WORK TO COMPLETE
Locate the string "corrections" in the listing below. Copy every line where it is found.

DATA EXCERPTS
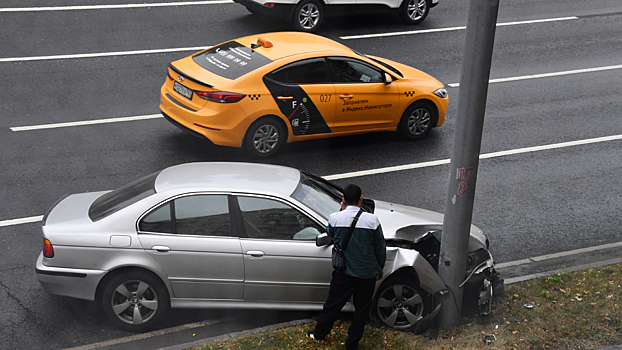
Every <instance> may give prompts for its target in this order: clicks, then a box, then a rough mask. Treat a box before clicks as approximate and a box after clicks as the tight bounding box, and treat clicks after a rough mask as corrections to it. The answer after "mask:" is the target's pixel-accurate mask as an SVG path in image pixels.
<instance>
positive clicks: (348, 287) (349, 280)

---

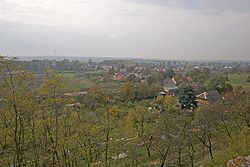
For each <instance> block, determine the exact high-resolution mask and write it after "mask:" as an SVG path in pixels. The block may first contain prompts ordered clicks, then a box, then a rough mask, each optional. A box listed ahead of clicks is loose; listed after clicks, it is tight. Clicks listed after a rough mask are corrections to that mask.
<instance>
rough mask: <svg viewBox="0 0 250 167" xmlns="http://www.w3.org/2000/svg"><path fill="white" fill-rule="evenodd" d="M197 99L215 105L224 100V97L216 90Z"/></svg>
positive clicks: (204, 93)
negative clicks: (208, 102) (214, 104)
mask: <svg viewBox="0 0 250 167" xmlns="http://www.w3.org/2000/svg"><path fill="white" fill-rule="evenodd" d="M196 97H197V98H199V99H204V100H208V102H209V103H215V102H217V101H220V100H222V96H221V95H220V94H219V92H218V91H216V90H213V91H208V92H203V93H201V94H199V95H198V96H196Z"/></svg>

ANSWER BELOW
Every <instance> may give prompts for its target in this order: clicks, then a box, then a rough mask. Treat a box before clicks as approximate and a box after clicks as the tight bounding box, and treat clicks after a rough mask as corrections to it. The answer after "mask:" is the target's pixel-accurate mask as an SVG path in image pixels.
For each <instance> block, determine the exact high-resolution mask and write it after "mask:" as an SVG path in pixels. The block may first contain prompts ordered clicks, then a box, then a rough mask, each optional. A box listed ahead of clicks is loose; listed after clicks, it is tight. Clicks listed after a rough mask are corrections to that mask.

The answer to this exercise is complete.